◆ PROBLEM REQUIREMENTS ◆
Turn every line of the data below into a numbered list, skipping blank lines and leaving any pictures out of your answer.

Lines of data
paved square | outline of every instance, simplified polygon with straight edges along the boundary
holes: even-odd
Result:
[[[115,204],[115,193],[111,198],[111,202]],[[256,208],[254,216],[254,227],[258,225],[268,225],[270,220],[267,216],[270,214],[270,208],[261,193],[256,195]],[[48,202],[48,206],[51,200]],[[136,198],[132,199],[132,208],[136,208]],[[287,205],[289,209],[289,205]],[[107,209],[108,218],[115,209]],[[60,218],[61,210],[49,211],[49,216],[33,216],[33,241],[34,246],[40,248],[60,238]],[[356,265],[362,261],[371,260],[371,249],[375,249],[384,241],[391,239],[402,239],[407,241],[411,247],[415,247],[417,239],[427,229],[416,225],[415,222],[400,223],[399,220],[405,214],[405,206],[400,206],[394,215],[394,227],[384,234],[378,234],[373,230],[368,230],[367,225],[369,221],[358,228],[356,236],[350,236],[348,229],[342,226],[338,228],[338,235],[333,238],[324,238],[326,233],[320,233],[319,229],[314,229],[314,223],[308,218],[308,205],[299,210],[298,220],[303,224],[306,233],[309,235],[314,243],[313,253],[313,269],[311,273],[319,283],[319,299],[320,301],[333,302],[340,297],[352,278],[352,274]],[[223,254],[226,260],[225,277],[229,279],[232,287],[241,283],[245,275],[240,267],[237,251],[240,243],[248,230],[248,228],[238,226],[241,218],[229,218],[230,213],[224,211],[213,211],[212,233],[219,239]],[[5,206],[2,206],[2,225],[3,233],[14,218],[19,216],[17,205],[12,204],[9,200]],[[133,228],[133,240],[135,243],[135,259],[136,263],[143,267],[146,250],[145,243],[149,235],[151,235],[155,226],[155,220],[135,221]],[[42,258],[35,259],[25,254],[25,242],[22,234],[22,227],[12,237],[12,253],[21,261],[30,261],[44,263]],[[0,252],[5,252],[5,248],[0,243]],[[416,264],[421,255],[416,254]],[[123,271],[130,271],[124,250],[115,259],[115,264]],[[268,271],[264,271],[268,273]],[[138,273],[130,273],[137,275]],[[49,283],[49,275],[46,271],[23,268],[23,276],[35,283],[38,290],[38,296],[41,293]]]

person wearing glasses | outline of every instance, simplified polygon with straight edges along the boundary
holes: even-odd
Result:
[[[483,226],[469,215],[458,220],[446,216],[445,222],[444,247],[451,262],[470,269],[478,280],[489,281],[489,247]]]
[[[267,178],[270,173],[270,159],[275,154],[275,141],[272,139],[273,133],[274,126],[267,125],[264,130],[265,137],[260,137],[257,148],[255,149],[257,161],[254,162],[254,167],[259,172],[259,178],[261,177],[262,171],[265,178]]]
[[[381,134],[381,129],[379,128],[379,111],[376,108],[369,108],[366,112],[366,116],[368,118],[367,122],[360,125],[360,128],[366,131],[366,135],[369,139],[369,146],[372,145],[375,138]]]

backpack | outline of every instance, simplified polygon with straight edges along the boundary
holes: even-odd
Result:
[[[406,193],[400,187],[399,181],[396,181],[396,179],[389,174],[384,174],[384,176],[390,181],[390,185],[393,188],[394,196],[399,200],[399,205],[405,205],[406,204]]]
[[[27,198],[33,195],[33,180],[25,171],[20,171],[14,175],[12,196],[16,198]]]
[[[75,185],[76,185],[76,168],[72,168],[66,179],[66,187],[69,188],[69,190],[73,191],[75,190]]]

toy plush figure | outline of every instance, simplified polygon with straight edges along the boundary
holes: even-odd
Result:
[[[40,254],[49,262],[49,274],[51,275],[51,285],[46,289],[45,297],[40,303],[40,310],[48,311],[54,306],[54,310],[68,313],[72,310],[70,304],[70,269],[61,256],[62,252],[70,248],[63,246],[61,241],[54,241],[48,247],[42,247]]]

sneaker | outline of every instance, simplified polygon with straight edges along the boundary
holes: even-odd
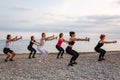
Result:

◆ ANSWER ◆
1. paved square | outline of every instance, simplified polygon with straight edges along the boundary
2. holes: even-odd
3. Result:
4. [[[115,204],[115,193],[111,198],[111,202]],[[256,208],[254,216],[254,227],[258,225],[268,225],[270,220],[267,216],[270,214],[270,208],[261,193],[256,195]],[[48,202],[48,206],[51,200]],[[136,198],[132,199],[132,208],[136,208]],[[287,205],[289,209],[289,205]],[[107,209],[108,218],[115,209]],[[60,218],[61,210],[49,211],[49,216],[33,216],[33,241],[34,246],[40,248],[60,238]],[[356,265],[362,261],[371,260],[371,249],[375,249],[384,241],[391,239],[402,239],[407,241],[411,247],[415,247],[417,239],[427,229],[416,225],[415,222],[400,223],[399,220],[405,214],[405,206],[400,206],[394,215],[394,227],[384,234],[378,234],[373,230],[368,230],[367,225],[369,221],[358,228],[356,236],[350,236],[348,229],[342,226],[338,228],[338,235],[333,238],[324,238],[326,233],[320,233],[319,229],[314,229],[314,223],[308,218],[308,205],[299,210],[298,220],[303,224],[306,233],[309,235],[314,243],[313,253],[313,269],[311,273],[319,283],[319,299],[320,301],[333,302],[340,297],[352,278],[352,274]],[[223,254],[226,260],[225,277],[229,279],[232,287],[241,283],[245,275],[240,267],[237,251],[240,243],[248,230],[248,228],[238,226],[241,218],[229,218],[230,213],[224,211],[213,211],[212,233],[219,239]],[[5,206],[2,206],[2,225],[3,233],[14,218],[19,216],[17,205],[12,204],[9,200]],[[133,228],[133,240],[135,243],[135,259],[136,263],[143,267],[146,250],[145,243],[149,235],[151,235],[155,226],[155,220],[135,221]],[[42,258],[35,259],[25,254],[25,242],[22,234],[22,227],[12,237],[12,253],[21,261],[30,261],[44,263]],[[0,252],[5,252],[5,248],[0,243]],[[416,264],[421,255],[416,254]],[[123,271],[130,271],[124,250],[115,259],[115,264]],[[268,271],[264,271],[268,273]],[[138,273],[130,273],[137,275]],[[49,283],[49,275],[46,271],[23,268],[23,276],[35,283],[38,290],[38,296],[41,293]]]
5. person wearing glasses | outline of every instance, simplified polygon with straight edges along the boundary
6. holes: even-odd
7. Result:
8. [[[483,226],[469,215],[458,220],[446,216],[445,222],[444,247],[451,262],[470,269],[478,280],[489,281],[489,247]]]
9. [[[267,178],[270,173],[270,159],[275,154],[275,141],[272,139],[273,133],[274,126],[267,125],[264,130],[265,137],[260,137],[257,148],[255,149],[257,161],[254,162],[254,167],[259,172],[259,178],[261,177],[262,171],[265,178]]]
10. [[[381,134],[381,129],[379,128],[379,111],[376,108],[369,108],[366,112],[366,116],[368,118],[367,122],[360,125],[360,128],[366,131],[366,135],[369,139],[369,146],[372,145],[375,138]]]
11. backpack | outline of every instance, simplified polygon with straight edges along the boundary
12. holes: even-odd
13. Result:
14. [[[406,193],[400,187],[399,181],[396,181],[396,179],[389,174],[384,174],[384,176],[390,181],[390,185],[393,188],[394,196],[399,200],[399,205],[405,205],[406,204]]]
15. [[[27,198],[33,195],[33,180],[25,171],[20,171],[14,175],[12,196],[16,198]]]
16. [[[75,185],[76,185],[76,168],[72,168],[66,179],[66,187],[69,188],[69,190],[73,191],[75,190]]]
17. toy plush figure | outline of every instance, simplified polygon with straight edges along the boundary
18. holes: even-odd
19. Result:
20. [[[40,254],[49,262],[49,274],[51,275],[51,285],[46,289],[45,297],[40,303],[40,310],[48,311],[54,306],[54,310],[68,313],[72,310],[70,304],[70,269],[61,256],[62,252],[70,248],[63,246],[61,241],[54,241],[48,247],[42,247]]]
21. sneaker | outline of every instance, simplified polygon with straight edges along the boundary
22. holes: even-odd
23. Result:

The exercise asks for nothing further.